→ TASK GOAL: Carry on the review of the Stewart Investors Asia Pacific Leaders Sustainability Fund below, picking up after its final sentence.

→ EXTRACT:
■ ■ ■ ■ ■ ■ ■

- David Gait is a highly experienced fund manager in Asian equities
- We like his focus on stewardship, sustainability and high-quality companies
- The manager has a good long-term track record of investing in Asian companies
- The fund does not currently feature on the Wealth Shortlist of funds chosen by our analysts for their long-term performance potential
How it fits in a portfolio
The Stewart Investors Asia Pacific Leaders Sustainability Fund aims to provide long-term growth by investing across Asia Pacific markets, including India, Taiwan, Australia and China. The fund also invests more in Japan than its benchmark and many other Asia Pacific funds, which makes it different. The fund could be used for broad exposure to Asia or to diversify a global investment portfolio. Investments in emerging markets adds risk and the associated volatility should be considered when constructing a long-term portfolio.
David Gait is a long-standing member of Stewart Investors’ Asian equities team. He joined the team in 1997 and has been fundamental in helping to evolve the group's Asian funds.
Gait took over management of the Asia Pacific Leaders Sustainability Fund in 2016. He's also managed the Asia Pacific Sustainability Fund since 2005 and Pacific Assets Trust since 2010, which both use a similar investment process. These three funds are his main responsibility, though his experience and longevity at Stewart Investors means he’s co-manager or deputy manager of several other funds, including the Indian Subcontinent Sustainability Fund. Every fund at Stewart Investors has a co- and deputy manager to provide adequate support. Sashi Reddy, another experienced member of the team, is this fund’s co-manager.
We think Gait’s responsibilities are manageable and are pleased to see he dedicates his time to company research, fund management, and mentoring junior members of the team. On this fund Gait also has the backing of other respected fund managers and a close-knit team of analysts.
Stewart Investors and its fund managers have based their approach on the same investment philosophy that dates back to 1988. The philosophy is founded on stewardship, and the team invests investors' money as though it's their own. They aim to grow investors' wealth over the long term, while limiting losses when markets fall.

■ ■ ■ ■ ■ ■ ■

→ EXTRACTED ENTRIES:
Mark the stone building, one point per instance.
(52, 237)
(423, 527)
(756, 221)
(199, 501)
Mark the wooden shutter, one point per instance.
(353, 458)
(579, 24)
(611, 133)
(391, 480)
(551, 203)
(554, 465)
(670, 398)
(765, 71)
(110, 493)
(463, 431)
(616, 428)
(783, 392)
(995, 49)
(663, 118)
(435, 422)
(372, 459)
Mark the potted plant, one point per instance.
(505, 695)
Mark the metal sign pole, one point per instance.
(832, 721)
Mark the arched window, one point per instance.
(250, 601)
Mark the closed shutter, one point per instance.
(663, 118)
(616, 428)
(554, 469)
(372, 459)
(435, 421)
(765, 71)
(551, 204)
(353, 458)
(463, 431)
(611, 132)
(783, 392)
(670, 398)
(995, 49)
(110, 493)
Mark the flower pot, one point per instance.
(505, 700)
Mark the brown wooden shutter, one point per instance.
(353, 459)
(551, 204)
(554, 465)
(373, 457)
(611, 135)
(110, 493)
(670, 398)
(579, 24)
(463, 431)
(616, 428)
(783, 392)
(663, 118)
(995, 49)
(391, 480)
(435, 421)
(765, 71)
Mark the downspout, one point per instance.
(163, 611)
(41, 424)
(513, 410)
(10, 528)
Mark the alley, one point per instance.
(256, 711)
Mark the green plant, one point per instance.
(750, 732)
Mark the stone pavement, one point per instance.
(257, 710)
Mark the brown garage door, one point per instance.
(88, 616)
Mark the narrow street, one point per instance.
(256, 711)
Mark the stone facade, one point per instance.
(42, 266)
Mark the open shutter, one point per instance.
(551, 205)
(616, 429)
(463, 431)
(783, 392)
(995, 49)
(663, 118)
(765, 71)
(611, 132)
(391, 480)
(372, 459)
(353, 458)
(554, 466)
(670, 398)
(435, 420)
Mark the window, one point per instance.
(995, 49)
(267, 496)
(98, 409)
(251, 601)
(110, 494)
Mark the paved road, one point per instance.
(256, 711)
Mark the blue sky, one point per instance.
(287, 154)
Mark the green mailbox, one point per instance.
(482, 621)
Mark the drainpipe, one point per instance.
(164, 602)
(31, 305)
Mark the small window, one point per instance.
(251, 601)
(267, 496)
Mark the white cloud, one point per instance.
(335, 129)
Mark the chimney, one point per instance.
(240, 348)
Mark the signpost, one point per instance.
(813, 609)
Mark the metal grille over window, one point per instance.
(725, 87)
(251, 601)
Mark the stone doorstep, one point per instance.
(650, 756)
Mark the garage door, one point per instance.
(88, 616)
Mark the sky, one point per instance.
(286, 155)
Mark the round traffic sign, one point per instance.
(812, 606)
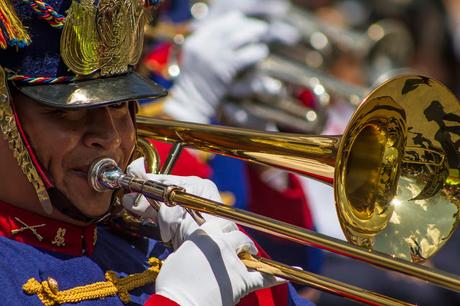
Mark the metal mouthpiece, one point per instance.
(104, 175)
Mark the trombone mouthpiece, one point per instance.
(104, 175)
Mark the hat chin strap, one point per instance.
(60, 201)
(57, 198)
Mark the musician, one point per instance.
(222, 46)
(67, 97)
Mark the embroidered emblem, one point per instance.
(48, 291)
(28, 227)
(59, 239)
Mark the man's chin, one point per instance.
(92, 206)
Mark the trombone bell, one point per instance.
(395, 170)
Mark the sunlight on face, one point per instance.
(66, 143)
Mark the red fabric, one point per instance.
(274, 296)
(77, 241)
(187, 164)
(290, 206)
(156, 299)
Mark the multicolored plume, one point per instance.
(12, 32)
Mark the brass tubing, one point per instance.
(317, 281)
(306, 155)
(304, 236)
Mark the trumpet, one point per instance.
(395, 162)
(278, 106)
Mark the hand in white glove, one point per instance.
(211, 57)
(174, 222)
(259, 8)
(206, 270)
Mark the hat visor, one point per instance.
(94, 93)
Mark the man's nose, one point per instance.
(102, 132)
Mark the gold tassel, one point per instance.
(13, 31)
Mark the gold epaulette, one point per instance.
(48, 291)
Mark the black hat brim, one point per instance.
(94, 93)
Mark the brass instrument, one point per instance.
(395, 173)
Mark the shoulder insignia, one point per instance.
(48, 291)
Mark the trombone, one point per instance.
(395, 174)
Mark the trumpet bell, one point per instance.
(395, 170)
(397, 173)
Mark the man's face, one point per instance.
(66, 143)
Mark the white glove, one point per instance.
(174, 222)
(211, 58)
(206, 270)
(258, 8)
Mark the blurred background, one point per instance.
(300, 66)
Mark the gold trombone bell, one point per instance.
(395, 170)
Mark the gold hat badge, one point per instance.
(106, 38)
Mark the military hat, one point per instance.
(72, 54)
(68, 54)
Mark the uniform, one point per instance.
(52, 251)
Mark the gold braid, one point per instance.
(48, 291)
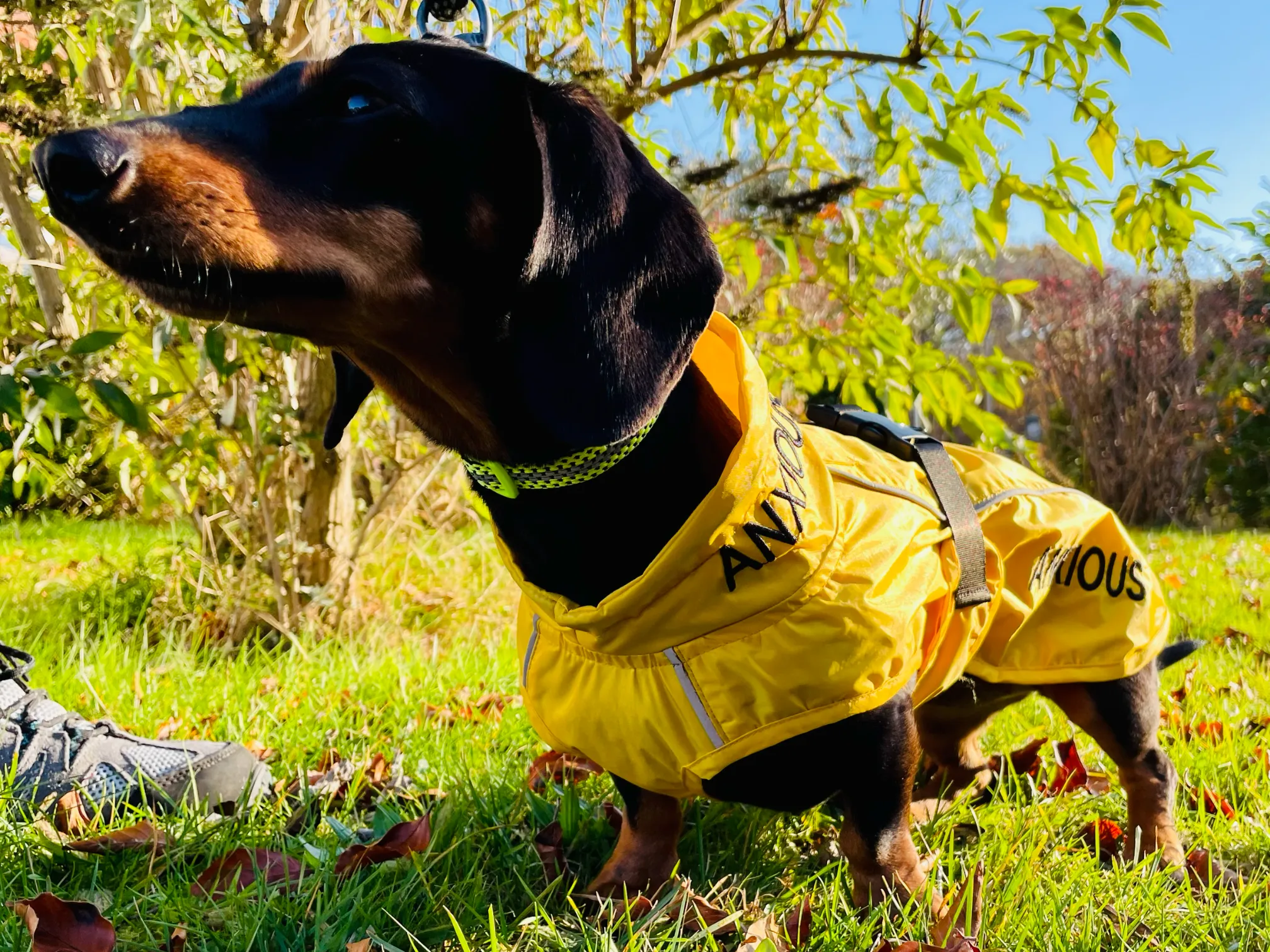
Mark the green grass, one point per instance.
(88, 598)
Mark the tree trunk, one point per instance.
(31, 242)
(315, 397)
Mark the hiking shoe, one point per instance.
(47, 752)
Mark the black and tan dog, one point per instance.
(496, 256)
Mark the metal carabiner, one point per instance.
(449, 12)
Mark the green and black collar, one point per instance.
(569, 470)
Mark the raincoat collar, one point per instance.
(721, 568)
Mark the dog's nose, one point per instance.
(81, 169)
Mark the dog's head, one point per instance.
(491, 249)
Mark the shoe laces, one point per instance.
(14, 666)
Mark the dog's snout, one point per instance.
(81, 169)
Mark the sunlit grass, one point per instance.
(82, 596)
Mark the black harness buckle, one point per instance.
(916, 447)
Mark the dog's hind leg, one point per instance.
(648, 846)
(950, 728)
(881, 756)
(1123, 717)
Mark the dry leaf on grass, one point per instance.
(242, 868)
(1072, 776)
(142, 836)
(401, 841)
(549, 843)
(57, 926)
(1211, 803)
(1104, 838)
(1206, 873)
(1121, 924)
(1187, 683)
(784, 933)
(72, 814)
(950, 929)
(1025, 762)
(559, 768)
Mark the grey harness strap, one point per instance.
(916, 447)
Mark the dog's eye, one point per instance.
(361, 103)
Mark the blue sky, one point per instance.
(1208, 91)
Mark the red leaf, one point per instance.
(1187, 681)
(402, 841)
(1104, 838)
(57, 926)
(142, 836)
(241, 868)
(559, 768)
(1071, 773)
(549, 844)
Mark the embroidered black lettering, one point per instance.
(760, 533)
(1038, 569)
(796, 504)
(1124, 570)
(1075, 553)
(733, 562)
(1091, 584)
(1141, 593)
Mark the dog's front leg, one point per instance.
(882, 751)
(648, 847)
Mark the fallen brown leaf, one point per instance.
(559, 768)
(1206, 873)
(57, 926)
(142, 836)
(798, 923)
(71, 815)
(401, 841)
(1187, 683)
(1025, 762)
(549, 844)
(1211, 803)
(242, 868)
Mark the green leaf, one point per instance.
(94, 341)
(1101, 144)
(57, 397)
(1017, 286)
(1114, 48)
(121, 405)
(913, 94)
(11, 398)
(1147, 27)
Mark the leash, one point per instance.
(449, 12)
(916, 447)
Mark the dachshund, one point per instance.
(496, 256)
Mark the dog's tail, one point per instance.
(1175, 653)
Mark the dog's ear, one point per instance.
(352, 386)
(620, 281)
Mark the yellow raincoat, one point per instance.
(815, 582)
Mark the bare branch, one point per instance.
(787, 52)
(686, 36)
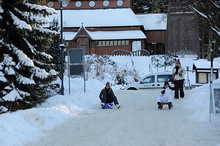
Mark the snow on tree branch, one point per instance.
(20, 24)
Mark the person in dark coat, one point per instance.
(165, 96)
(107, 96)
(178, 72)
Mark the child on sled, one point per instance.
(165, 96)
(107, 96)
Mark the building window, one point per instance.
(91, 3)
(113, 43)
(78, 4)
(136, 45)
(106, 3)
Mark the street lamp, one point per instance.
(63, 3)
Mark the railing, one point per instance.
(141, 52)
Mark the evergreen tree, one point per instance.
(25, 68)
(55, 50)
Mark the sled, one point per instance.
(107, 106)
(165, 104)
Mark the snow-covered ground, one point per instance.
(77, 116)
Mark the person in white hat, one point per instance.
(179, 72)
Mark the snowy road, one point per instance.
(137, 123)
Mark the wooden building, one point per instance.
(102, 26)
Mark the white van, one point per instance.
(153, 80)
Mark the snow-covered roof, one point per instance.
(109, 35)
(204, 64)
(98, 17)
(156, 21)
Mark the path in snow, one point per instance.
(137, 122)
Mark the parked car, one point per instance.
(150, 81)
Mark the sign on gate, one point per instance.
(215, 99)
(76, 62)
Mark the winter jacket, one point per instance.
(179, 73)
(106, 91)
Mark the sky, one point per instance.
(26, 125)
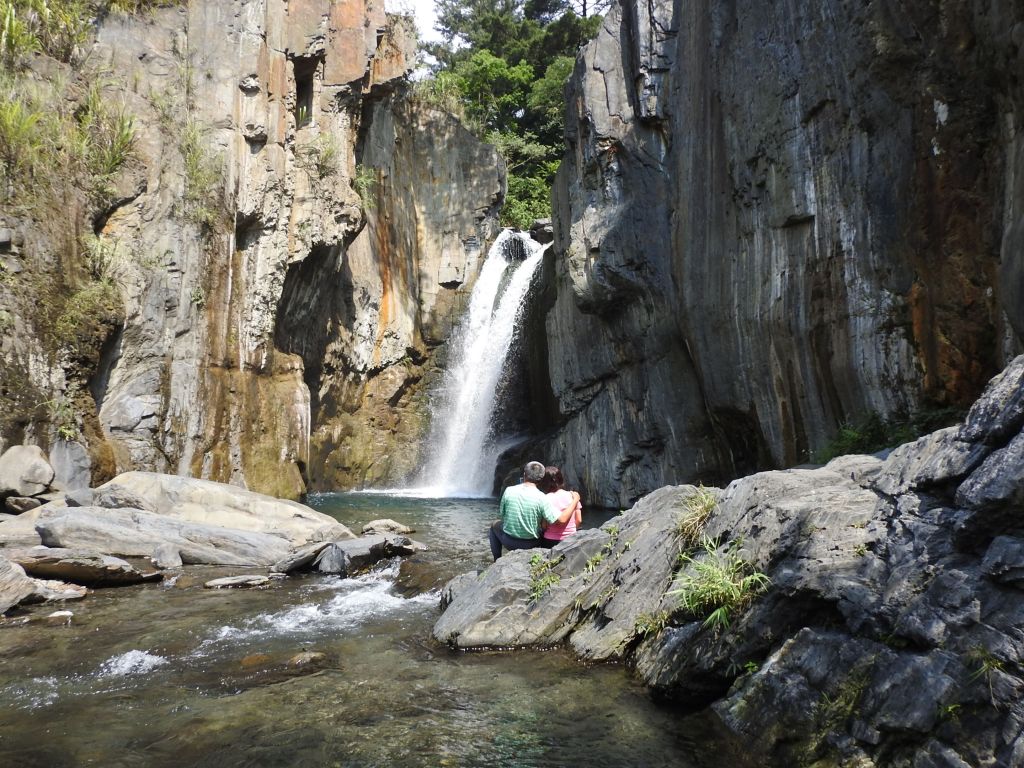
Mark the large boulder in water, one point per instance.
(137, 534)
(350, 556)
(14, 585)
(25, 471)
(218, 504)
(78, 566)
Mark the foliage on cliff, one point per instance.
(503, 67)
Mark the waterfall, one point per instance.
(463, 446)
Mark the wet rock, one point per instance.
(351, 556)
(137, 534)
(300, 559)
(220, 505)
(81, 498)
(88, 568)
(14, 585)
(18, 504)
(386, 526)
(306, 657)
(116, 496)
(59, 617)
(51, 590)
(25, 471)
(166, 556)
(238, 582)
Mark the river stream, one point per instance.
(316, 671)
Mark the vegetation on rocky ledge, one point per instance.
(502, 68)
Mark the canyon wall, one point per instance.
(291, 243)
(775, 218)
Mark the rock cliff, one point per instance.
(288, 246)
(774, 218)
(880, 621)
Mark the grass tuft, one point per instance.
(719, 585)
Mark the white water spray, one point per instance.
(463, 448)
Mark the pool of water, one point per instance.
(316, 671)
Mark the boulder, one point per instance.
(225, 506)
(81, 498)
(137, 534)
(88, 568)
(386, 525)
(348, 557)
(25, 471)
(166, 556)
(935, 460)
(72, 466)
(51, 590)
(238, 582)
(18, 504)
(14, 585)
(300, 558)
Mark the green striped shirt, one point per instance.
(522, 507)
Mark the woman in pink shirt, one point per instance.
(554, 485)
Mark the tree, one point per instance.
(509, 60)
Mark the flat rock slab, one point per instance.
(300, 559)
(137, 534)
(226, 506)
(238, 582)
(386, 525)
(14, 585)
(77, 566)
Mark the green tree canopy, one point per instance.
(507, 62)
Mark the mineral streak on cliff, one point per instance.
(298, 238)
(773, 218)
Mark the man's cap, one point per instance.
(534, 471)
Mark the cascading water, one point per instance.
(463, 446)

■ ■ ■ ■ ■ ■ ■

→ OUTPUT FOR THIS EXERCISE:
In this fund Gait invests in quality companies he believes can deliver sustainable and predictable growth over the long term. He likes cash-generative businesses, which are in good financial health and could withstand periods of economic volatility. The manager also puts emphasis on businesses’ people and culture, and only invests in companies he believes are run by management teams with integrity.
Gait focuses on sectors that are typically more defensive, which means they're expected to hold up better when markets are weaker. This includes the consumer staples and healthcare sectors, which tend to sell products and services that people often continue to buy, regardless of what's going on in the wider economy.
The manager currently finds some of the most attractive long-term opportunities in countries such as India, where 47.4% of the fund is currently invested. This is a significant amount and means the fund is likely to benefit when the Indian market is performing well, but it could hamper returns when the market goes through a setback. Some of these companies carry out business overseas as well as in India. This provides diversification in terms of where they are making profits and means they don’t only rely on the domestic economy for success.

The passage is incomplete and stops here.